Some records

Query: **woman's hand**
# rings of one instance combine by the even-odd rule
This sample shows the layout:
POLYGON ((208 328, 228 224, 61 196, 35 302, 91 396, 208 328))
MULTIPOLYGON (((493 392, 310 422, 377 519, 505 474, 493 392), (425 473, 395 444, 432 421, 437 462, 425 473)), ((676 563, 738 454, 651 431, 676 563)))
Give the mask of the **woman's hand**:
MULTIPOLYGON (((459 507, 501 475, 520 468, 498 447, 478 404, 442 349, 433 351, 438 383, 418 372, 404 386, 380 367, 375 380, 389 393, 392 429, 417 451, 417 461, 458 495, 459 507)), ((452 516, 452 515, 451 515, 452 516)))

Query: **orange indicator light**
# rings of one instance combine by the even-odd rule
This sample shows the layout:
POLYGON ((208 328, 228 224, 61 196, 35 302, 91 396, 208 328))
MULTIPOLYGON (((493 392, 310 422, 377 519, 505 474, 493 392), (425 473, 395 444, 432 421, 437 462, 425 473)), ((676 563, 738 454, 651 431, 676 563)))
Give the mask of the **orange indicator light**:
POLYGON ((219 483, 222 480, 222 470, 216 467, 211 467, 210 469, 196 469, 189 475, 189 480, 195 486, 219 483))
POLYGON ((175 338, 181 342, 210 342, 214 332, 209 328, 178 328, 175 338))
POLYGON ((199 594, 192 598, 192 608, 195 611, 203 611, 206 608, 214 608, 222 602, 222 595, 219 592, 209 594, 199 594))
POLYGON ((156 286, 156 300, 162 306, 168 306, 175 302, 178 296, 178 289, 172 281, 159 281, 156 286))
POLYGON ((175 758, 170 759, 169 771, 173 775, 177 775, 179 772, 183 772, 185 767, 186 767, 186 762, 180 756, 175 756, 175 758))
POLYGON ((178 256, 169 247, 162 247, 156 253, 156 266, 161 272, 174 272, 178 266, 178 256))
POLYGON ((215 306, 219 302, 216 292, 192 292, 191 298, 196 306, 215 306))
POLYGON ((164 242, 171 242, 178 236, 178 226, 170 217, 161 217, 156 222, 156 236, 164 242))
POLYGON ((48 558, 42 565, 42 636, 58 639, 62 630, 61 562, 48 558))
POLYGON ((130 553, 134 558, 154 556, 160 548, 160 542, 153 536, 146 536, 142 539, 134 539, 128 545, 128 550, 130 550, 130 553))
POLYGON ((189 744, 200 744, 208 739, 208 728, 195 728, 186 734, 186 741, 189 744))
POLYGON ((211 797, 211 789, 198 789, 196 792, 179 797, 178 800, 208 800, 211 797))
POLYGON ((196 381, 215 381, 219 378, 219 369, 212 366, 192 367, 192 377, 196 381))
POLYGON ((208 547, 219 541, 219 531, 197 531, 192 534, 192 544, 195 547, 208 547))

**Exercise requirements**. Copy the material word for word, starting at the line that contains "Query: **orange indicator light**" and ending after the line that contains "POLYGON ((175 338, 181".

**In response**.
Query: **orange indicator light**
# rings of one instance combine by the even-odd rule
This sample shows the layout:
POLYGON ((208 328, 228 224, 61 196, 35 302, 91 396, 208 328))
MULTIPOLYGON (((493 392, 310 422, 377 519, 505 474, 493 392), (425 473, 395 444, 432 421, 437 462, 425 473)), ((676 563, 738 454, 651 431, 676 563)))
Give the mask of the **orange indicator light**:
POLYGON ((219 483, 222 480, 222 470, 216 467, 211 467, 210 469, 196 469, 189 475, 189 480, 195 486, 219 483))
POLYGON ((175 338, 181 342, 210 342, 214 332, 209 328, 178 328, 175 338))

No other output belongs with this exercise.